* REQUEST: Could you write out all of the items below as a two-column CSV with the header item_text,answer and one row per item, holding its full text and its answer? Put each field in double quotes, with line breaks replaced by spaces.

* RECORD EXTRACTS:
|---|
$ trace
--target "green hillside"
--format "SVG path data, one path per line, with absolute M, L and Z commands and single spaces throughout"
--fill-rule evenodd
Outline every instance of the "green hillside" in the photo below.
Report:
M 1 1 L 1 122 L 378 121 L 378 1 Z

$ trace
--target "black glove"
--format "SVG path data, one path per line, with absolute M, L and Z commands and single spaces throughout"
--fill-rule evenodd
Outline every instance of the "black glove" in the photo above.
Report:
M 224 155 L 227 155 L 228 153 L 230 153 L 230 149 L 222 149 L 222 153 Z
|---|
* EXPECTED OUTPUT:
item_text,answer
"$ trace --target ""green hillside"" --format ""SVG path data, one path per line, with absolute M, L and Z commands and single spaces throughout"" --fill-rule evenodd Outline every instance of the ""green hillside"" in the photo below. Report:","M 1 1 L 1 122 L 378 121 L 378 1 Z"
"$ trace --target ""black glove"" --format ""SVG path data, one path per line, with absolute M, L and Z commands and single spaces throughout"" --fill-rule evenodd Outline every instance of the ""black glove"" in the photo above. Report:","M 224 155 L 227 155 L 228 153 L 230 153 L 230 149 L 222 149 L 222 153 Z"